Action item: Quote exactly the lines running from the line with "# point at: gold" to the end of the entries, including both, and nothing else.
+++ Data to examine +++
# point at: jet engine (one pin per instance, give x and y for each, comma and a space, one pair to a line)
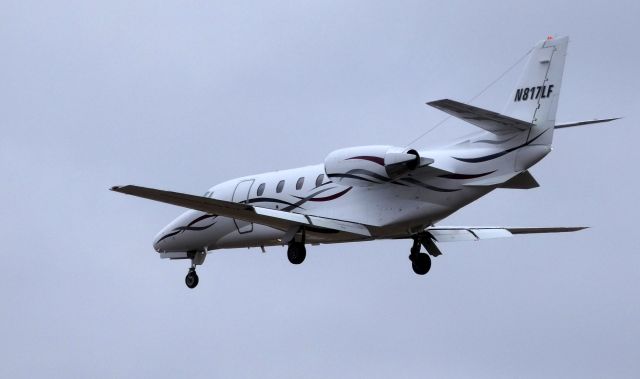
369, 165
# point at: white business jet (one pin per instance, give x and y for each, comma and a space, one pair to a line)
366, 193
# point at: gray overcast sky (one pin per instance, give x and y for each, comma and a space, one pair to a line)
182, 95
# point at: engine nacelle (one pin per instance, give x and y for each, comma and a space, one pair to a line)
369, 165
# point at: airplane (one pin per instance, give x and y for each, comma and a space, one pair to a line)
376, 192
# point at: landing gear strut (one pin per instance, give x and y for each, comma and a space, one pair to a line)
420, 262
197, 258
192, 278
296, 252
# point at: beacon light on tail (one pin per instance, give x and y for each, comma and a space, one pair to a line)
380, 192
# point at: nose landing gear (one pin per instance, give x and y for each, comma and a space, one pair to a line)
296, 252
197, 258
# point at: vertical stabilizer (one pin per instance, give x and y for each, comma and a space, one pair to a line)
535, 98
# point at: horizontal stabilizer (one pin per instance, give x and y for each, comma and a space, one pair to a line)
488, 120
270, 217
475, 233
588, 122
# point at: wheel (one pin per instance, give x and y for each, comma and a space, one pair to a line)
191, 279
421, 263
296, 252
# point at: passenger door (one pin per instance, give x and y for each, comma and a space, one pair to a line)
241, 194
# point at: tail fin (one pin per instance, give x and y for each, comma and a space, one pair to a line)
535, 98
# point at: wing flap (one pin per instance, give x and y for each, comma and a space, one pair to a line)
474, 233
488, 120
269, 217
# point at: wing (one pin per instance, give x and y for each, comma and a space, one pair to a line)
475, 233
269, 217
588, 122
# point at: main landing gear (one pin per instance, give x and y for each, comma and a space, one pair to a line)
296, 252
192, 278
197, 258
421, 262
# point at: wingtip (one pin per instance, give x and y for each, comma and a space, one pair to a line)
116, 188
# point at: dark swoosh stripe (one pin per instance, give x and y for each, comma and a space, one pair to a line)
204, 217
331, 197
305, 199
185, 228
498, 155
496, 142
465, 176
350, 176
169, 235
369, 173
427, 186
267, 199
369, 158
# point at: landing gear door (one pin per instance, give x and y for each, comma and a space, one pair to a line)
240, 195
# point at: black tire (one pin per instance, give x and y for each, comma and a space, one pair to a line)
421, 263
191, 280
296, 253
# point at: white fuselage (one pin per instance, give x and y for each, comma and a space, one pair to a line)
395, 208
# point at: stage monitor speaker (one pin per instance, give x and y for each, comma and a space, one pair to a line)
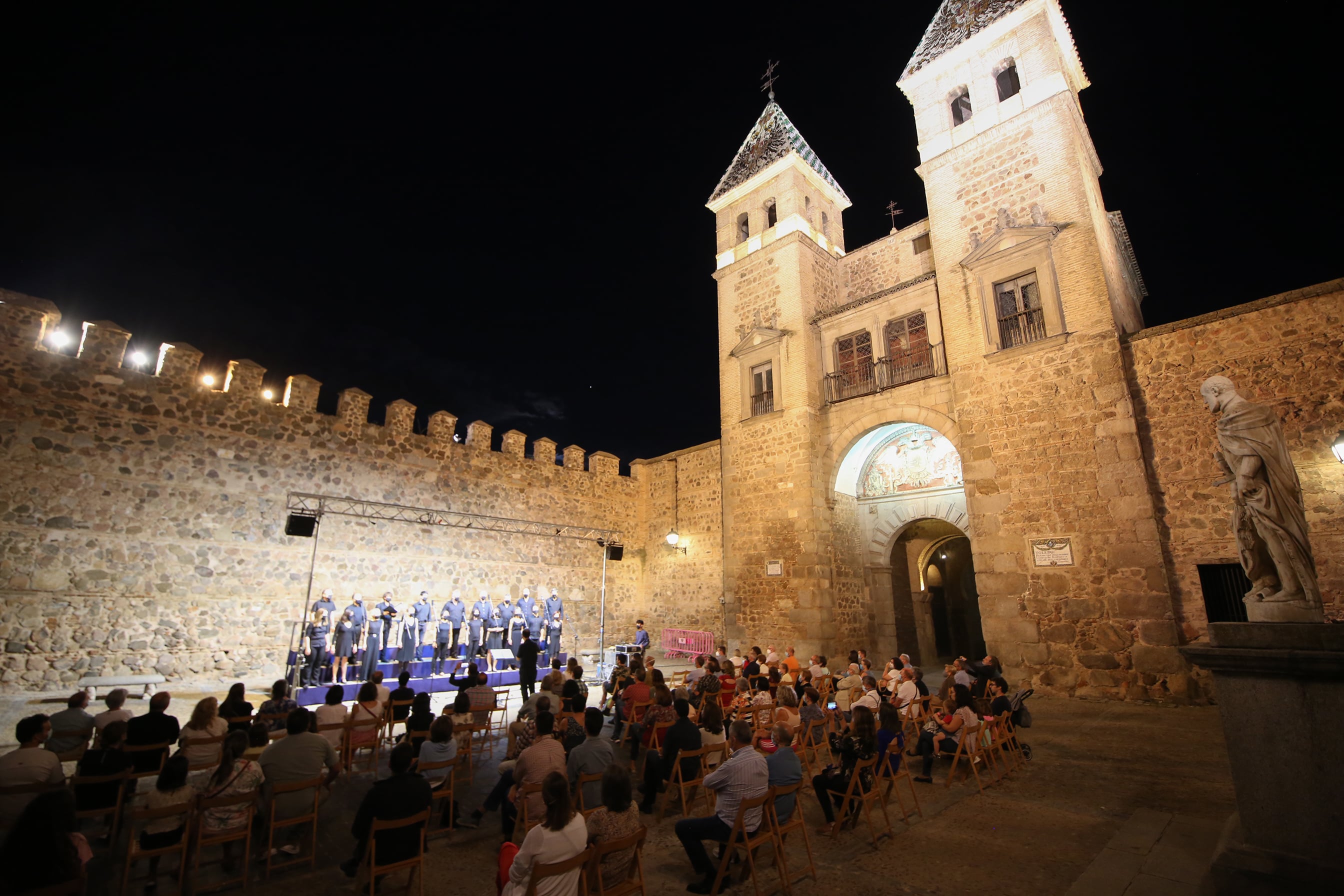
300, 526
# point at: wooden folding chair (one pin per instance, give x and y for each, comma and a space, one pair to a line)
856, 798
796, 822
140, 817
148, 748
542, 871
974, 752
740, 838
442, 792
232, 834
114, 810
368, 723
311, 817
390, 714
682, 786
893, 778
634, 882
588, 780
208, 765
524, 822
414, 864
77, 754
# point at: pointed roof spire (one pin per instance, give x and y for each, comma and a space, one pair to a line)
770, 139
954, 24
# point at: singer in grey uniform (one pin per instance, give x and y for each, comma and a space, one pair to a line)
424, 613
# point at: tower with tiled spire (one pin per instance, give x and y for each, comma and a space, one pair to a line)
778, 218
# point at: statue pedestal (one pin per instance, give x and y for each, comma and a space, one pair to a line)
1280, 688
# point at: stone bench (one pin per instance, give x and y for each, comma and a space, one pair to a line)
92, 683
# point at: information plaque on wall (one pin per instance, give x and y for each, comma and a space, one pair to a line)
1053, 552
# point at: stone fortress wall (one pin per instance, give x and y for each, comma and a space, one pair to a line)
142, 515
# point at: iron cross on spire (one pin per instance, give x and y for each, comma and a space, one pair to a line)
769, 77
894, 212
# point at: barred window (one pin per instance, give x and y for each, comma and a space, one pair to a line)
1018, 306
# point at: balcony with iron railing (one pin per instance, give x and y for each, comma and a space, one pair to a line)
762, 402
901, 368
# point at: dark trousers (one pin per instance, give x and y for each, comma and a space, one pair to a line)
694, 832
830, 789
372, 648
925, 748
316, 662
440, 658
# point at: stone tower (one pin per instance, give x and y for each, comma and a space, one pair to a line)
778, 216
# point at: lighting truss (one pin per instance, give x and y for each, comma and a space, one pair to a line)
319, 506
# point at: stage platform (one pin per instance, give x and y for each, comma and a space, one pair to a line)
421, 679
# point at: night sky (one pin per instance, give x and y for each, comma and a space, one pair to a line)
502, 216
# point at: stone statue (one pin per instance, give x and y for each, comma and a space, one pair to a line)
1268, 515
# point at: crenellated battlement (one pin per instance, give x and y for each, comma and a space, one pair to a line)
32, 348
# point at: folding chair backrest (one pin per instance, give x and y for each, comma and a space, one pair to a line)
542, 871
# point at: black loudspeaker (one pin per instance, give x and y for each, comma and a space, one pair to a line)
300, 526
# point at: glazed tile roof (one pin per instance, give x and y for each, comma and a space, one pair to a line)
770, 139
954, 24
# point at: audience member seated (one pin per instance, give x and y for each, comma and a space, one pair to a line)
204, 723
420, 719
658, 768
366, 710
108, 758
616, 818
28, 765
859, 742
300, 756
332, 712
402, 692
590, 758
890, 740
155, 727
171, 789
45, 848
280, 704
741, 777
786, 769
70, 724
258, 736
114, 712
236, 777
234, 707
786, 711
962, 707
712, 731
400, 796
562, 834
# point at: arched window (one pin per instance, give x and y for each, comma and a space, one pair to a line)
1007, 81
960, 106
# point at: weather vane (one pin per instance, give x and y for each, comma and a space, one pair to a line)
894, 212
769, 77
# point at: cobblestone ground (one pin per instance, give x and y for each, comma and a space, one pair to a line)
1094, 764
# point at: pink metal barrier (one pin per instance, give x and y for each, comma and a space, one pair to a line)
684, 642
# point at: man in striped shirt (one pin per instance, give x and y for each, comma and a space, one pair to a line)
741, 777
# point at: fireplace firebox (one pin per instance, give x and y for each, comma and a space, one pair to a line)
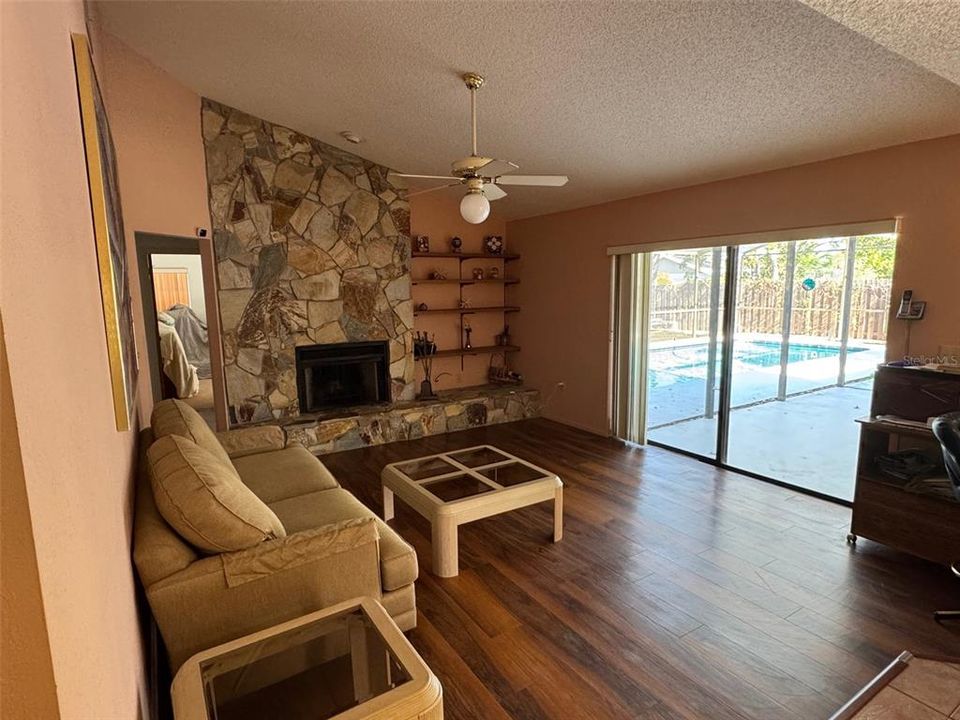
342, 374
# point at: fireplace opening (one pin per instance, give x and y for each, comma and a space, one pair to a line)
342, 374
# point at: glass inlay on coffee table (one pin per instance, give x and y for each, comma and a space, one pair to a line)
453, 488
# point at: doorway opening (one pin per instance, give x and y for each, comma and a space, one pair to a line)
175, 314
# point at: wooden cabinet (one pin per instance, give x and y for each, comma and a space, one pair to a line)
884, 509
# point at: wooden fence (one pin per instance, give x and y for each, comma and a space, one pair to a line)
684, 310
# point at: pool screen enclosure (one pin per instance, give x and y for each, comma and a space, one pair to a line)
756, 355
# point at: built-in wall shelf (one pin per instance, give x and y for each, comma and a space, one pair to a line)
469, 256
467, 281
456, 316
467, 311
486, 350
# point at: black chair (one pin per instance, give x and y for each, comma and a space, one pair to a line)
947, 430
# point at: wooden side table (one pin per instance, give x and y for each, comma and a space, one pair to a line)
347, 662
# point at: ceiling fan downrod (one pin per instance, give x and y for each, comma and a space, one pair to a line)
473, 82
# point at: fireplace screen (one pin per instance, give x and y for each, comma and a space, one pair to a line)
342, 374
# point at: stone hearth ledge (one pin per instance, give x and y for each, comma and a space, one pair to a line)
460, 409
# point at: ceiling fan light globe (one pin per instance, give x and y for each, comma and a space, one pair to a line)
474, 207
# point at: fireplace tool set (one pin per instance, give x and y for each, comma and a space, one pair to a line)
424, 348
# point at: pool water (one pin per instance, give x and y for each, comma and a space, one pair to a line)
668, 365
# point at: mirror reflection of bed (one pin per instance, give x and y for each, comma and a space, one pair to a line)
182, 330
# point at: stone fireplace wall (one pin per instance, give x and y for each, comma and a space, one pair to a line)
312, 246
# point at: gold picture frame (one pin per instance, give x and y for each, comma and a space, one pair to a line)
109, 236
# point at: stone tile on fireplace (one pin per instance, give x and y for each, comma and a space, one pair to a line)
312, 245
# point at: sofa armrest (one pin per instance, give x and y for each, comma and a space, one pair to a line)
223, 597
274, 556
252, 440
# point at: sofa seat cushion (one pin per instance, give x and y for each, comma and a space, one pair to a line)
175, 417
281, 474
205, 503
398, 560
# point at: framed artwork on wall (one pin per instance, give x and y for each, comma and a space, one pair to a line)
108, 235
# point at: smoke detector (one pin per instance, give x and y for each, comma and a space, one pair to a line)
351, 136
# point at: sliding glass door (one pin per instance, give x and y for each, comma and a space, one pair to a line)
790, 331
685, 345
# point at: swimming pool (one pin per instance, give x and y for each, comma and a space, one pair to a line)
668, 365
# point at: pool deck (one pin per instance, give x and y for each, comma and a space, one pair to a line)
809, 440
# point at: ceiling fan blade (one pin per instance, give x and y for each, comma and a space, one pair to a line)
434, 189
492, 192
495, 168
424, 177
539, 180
+++
Response for this exercise:
# point at: gold picture frame (one pin per instance, give x and y for each, comma and a space, one pair to a line)
109, 236
# point at: stone tile on fireplace (one pin per instance, give x and y for each, comma and a space, one pair to a line)
312, 245
# point at: sofa armrest (one pin per instance, give x and y for each, comma and a space, one pair to a line)
223, 597
274, 556
252, 440
# point at: sofa seat cushion (one pin per instance, give x and y for each, comma and a space, one pair to a line)
175, 417
281, 474
205, 503
398, 560
# point at: framed artwork on wall (one pin per instance, give x and y for each, comma and a space, one pair to a line)
108, 235
# point at: smoke detector (one pin per instance, give x and y for each, comma and a space, one pair to a line)
351, 136
# point at: sliding glass door (one pin per instance, give x and y for each, comma and a space, one pair to a line)
790, 331
685, 345
# point at: swimming pool (one pin per instance, give x and y for each, comma and a space, one pair to a line)
668, 365
# point at: pool deck (one pin per instance, give x and y for each, comma and a space, one pair to a line)
809, 440
# point at: ceiling fan blade (one pin per instance, give x and y for each, comma and a space, one pair to a line)
434, 189
492, 192
495, 168
424, 177
539, 180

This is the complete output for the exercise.